Reply Fri 1 May, 2009 06:19 pm
Hugo Claus (died 2008) is no less than our flemish national poet, and yet I like only a few of his poems. Such as the following that I feel as incredibly tender and melancholic. I made a literal translation of this little gem, and I wonder whether anything of it will survive my translation and whether this text can strike a cord with the american public. Two footnotes: Ostend is an old aristocratic town on the belgian coast, and the "master" refers to a bronze bust of James Ensor, painter-of-the-dead and citizen of Ostend. And of course it is the poet himself. Any reactions?


Ostend.

Here my existence began to decay.
I was 19, I slept
in the Hotel de Londres on the highest floor.
The mailboat passed under my window.
Each night the town abandoned itself to
the waves.

I was 19, I played cards
with the fishermen from the Icelandic.

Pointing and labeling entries
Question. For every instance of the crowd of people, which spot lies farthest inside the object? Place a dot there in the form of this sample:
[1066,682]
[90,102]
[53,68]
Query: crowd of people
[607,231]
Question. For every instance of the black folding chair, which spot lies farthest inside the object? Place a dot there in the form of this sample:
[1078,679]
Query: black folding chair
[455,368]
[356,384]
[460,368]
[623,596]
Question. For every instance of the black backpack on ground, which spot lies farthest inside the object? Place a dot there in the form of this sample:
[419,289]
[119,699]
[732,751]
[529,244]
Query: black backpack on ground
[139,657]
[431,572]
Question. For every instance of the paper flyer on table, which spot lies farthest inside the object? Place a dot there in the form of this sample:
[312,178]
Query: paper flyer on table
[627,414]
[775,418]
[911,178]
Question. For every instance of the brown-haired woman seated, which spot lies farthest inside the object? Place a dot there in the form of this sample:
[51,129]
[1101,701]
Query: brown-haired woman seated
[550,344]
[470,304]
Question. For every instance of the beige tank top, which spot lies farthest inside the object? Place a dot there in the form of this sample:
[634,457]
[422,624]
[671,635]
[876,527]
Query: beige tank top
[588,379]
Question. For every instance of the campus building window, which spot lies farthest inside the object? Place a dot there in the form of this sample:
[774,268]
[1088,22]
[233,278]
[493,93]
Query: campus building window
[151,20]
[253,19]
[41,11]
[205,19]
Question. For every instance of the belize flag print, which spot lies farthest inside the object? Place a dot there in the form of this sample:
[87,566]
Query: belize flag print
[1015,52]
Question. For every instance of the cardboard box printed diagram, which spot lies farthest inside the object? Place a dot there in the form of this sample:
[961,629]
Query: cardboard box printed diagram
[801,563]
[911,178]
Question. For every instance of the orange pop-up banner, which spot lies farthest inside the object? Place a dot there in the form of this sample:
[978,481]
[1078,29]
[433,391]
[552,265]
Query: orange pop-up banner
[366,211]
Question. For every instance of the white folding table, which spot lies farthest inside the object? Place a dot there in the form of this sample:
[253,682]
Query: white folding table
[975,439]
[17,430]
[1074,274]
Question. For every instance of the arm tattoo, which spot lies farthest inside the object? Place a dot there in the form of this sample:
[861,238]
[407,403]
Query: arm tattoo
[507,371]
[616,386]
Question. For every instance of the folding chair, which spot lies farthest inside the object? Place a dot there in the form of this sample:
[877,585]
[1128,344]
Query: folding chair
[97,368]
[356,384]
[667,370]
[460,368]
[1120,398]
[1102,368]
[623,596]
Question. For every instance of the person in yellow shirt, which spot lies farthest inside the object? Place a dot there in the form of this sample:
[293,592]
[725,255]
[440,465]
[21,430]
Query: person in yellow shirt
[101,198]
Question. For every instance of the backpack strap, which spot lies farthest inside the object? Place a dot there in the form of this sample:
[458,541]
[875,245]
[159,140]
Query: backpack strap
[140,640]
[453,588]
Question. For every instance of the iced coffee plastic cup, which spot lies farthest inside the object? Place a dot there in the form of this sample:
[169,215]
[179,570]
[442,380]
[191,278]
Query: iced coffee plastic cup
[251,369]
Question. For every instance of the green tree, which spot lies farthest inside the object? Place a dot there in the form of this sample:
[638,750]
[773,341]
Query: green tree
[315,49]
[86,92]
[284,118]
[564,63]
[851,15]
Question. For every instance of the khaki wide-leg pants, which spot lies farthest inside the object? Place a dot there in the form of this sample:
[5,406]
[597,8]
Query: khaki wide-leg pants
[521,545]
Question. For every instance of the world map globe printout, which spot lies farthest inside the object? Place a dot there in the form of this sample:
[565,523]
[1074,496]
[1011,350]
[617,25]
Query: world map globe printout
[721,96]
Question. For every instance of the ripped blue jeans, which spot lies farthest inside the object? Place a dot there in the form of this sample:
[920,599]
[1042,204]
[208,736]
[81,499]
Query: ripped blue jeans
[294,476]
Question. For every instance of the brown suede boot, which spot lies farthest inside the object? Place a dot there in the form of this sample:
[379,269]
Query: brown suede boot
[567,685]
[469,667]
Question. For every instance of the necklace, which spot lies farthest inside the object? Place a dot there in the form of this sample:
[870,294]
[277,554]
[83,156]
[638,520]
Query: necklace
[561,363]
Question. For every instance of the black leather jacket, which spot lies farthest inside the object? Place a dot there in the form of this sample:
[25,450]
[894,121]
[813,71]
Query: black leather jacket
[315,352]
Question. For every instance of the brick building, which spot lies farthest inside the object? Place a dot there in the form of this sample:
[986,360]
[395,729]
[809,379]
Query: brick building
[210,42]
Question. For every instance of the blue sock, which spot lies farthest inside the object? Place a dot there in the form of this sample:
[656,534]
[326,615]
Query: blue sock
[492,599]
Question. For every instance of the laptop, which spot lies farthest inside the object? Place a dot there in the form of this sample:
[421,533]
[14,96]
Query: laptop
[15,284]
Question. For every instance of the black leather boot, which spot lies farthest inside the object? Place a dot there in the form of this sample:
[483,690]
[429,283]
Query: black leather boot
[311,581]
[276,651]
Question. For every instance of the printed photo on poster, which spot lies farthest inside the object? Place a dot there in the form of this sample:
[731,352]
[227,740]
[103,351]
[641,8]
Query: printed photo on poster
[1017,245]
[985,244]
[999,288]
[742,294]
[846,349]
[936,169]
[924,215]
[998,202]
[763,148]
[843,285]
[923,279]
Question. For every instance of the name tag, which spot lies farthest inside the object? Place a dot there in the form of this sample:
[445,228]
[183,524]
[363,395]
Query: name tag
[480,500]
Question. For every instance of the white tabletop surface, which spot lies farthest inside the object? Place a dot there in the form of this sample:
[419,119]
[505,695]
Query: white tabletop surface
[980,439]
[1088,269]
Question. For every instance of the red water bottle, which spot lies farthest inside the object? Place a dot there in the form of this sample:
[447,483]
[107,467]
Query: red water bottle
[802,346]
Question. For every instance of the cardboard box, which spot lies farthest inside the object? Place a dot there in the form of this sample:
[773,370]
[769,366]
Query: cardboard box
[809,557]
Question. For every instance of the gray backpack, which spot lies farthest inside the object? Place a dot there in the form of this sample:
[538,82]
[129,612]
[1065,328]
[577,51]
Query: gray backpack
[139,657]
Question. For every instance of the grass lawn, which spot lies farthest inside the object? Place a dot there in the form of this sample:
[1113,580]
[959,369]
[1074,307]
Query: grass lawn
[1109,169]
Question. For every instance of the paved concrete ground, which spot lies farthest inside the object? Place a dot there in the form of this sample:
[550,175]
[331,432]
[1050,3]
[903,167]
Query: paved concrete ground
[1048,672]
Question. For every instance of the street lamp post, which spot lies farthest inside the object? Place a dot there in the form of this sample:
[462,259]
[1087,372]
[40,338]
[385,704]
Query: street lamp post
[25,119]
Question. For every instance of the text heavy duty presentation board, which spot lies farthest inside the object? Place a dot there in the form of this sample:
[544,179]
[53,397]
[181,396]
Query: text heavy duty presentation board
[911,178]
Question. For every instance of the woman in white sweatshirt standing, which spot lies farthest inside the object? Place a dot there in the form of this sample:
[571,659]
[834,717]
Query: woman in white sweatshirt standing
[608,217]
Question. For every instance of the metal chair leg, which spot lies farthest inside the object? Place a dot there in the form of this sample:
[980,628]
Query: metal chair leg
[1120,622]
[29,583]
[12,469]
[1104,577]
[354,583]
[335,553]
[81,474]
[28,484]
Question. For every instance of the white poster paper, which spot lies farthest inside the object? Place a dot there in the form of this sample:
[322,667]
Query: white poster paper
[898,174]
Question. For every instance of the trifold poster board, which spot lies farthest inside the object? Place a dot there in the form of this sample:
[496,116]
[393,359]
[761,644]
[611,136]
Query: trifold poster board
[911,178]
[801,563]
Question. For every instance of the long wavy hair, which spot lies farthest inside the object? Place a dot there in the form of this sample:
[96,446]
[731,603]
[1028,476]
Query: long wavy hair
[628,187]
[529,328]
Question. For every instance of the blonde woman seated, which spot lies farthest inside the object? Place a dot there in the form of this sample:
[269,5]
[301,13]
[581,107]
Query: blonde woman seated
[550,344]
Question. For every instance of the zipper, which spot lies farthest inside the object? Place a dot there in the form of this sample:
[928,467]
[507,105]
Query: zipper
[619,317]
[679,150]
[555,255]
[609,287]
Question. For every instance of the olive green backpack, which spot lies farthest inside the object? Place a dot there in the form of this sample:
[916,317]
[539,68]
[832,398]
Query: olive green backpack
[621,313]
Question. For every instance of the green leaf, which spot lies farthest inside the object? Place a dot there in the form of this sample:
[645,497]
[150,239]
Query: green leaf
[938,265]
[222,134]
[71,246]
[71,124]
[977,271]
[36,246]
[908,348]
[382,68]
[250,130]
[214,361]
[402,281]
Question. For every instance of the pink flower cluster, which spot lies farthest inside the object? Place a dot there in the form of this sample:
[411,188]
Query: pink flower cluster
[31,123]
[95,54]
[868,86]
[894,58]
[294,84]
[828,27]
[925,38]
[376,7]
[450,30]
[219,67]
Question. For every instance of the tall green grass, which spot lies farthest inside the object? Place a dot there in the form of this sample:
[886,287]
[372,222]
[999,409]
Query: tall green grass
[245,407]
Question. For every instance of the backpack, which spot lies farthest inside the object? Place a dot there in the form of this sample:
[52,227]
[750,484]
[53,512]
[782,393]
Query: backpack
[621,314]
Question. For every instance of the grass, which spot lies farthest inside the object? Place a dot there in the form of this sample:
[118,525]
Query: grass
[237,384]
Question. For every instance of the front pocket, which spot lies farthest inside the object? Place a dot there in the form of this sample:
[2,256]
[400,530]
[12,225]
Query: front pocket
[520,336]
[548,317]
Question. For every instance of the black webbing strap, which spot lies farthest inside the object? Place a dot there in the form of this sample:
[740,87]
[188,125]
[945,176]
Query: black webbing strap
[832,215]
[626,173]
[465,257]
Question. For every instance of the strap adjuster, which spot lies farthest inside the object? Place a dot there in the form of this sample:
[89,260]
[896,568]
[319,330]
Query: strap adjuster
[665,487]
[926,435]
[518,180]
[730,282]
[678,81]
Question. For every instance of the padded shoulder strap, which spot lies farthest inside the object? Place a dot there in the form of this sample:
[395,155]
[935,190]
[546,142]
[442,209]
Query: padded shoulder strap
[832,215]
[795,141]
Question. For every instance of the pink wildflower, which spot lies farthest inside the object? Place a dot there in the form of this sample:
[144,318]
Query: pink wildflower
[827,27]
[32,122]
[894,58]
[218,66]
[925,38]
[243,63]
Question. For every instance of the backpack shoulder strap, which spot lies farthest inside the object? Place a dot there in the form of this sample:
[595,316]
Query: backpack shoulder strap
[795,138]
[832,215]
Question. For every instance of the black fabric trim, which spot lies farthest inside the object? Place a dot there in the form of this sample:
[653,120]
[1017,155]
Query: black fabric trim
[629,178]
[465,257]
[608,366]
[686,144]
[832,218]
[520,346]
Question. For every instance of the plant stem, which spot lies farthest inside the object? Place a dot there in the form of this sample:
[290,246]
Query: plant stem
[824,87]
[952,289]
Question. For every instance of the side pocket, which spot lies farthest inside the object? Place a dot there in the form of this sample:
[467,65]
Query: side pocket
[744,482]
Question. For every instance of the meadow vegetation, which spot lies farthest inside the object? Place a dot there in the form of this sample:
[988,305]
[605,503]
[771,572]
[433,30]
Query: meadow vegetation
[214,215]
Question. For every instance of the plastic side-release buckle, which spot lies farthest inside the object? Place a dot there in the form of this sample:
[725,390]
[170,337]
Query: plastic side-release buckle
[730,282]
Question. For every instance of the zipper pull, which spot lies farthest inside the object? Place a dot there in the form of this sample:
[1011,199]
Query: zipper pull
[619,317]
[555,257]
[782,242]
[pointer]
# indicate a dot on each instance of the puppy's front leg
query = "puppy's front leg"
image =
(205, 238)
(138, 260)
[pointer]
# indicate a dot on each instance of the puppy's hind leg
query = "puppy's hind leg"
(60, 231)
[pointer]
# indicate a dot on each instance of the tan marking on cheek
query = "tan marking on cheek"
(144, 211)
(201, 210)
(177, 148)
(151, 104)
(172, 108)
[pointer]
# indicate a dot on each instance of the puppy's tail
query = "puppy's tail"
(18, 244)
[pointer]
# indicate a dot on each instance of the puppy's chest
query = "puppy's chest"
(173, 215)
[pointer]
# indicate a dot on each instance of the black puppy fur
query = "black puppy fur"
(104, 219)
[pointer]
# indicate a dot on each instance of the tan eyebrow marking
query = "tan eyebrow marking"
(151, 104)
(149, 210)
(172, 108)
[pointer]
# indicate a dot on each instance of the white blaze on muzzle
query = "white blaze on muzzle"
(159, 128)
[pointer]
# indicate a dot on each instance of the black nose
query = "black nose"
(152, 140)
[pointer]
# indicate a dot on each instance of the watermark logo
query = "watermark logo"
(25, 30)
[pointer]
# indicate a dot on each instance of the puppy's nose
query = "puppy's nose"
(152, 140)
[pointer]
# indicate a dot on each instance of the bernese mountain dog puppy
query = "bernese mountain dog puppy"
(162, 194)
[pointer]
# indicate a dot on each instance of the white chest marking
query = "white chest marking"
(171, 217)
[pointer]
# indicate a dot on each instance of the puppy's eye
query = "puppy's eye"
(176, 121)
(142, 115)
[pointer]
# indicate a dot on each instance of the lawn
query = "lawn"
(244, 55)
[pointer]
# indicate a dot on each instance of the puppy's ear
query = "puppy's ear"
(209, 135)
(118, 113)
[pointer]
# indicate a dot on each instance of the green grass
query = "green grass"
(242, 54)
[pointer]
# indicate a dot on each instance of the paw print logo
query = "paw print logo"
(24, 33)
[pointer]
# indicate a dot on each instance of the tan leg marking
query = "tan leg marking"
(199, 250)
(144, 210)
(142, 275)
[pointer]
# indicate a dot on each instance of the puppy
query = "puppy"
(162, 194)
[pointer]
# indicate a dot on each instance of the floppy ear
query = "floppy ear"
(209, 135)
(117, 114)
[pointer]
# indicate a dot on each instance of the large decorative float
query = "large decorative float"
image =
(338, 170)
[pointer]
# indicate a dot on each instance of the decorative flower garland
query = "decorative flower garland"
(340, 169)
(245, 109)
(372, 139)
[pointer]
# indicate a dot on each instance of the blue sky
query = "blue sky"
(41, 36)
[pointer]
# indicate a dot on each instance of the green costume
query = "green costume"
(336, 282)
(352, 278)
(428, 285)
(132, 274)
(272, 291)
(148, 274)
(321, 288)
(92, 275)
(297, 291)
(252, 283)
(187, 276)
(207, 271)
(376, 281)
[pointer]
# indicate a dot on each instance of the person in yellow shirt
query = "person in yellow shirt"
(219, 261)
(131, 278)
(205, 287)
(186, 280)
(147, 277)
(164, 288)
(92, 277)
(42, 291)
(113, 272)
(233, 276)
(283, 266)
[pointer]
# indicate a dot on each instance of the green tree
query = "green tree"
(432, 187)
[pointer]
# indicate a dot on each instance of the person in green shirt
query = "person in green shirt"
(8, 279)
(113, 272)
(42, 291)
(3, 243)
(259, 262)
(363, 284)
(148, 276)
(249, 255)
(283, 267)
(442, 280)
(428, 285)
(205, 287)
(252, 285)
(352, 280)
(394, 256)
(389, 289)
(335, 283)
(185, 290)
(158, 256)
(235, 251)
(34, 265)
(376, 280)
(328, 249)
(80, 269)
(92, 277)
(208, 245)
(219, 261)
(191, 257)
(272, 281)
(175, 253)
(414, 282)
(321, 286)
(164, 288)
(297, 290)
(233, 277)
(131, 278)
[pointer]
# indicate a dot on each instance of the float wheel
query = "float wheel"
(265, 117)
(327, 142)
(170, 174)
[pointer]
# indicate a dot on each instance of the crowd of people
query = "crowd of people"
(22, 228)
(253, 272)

- **What is asked**:
1. Copy each complete sentence of the translated Ostend poem, one per line.
2. Go on with the translated Ostend poem from its last line.

- **Answer set**:
1.
Here my existence began to decay.
I was 19, I slept in the Hotel de Londres on the highest floor.
The mailboat passed under my window.
Each night the town abandoned itself to the waves.
I was 19, I played cards with the fishermen from the Icelandic.

2.
They came in from the Great Cold,
ears and eyelashes full of salt, and
they bite in lumps of raw
pig meat.
Ah the clicking of the dice! In those times
of darts and dice I always won.

Then at dawn past the cathedral,
that stone texture of fear,
past the empty dike, the casino,
the night-cafes
with the hollow-eyed croupiers,
the bankrupt bankers,
the english girls with tuberculosis.
And from the turquoise sea
the cruel screaming of the sea-gulls.
"Come inside, mister Wind!"
Shouts an exuberant child.
And over Ostend blows a cloud of sand
from the invisible other side,
from misty England
and the Sahara.

Past the windows of the drugstores,
where in those days condoms were sold whispering,
past the pier and the breakwaters,
the fish market and its sea-monsters,
the races where on a certain Sunday
I no longer won.

Sundays that came and went.
Nights in the Hotel of the Thermes
where I was frightened by her moaning,
her sighs, her singing,
that sound still haunts my
memories.
Other islands, seas, deserts,
I have known, Istambul that castle-in-the-air,
Chien-Mai with its landmines,
Zanzibar in the heath of cinnamon,
the slow slow Tage. They disappear
slowly.

Sharper in the light of the North
I see the childlike face
of the Master of Ostend hidden in his beard.
He was once of bone,
then of wax,
now of bronze,
the bronze in which he
smiles for his stone-dead youth.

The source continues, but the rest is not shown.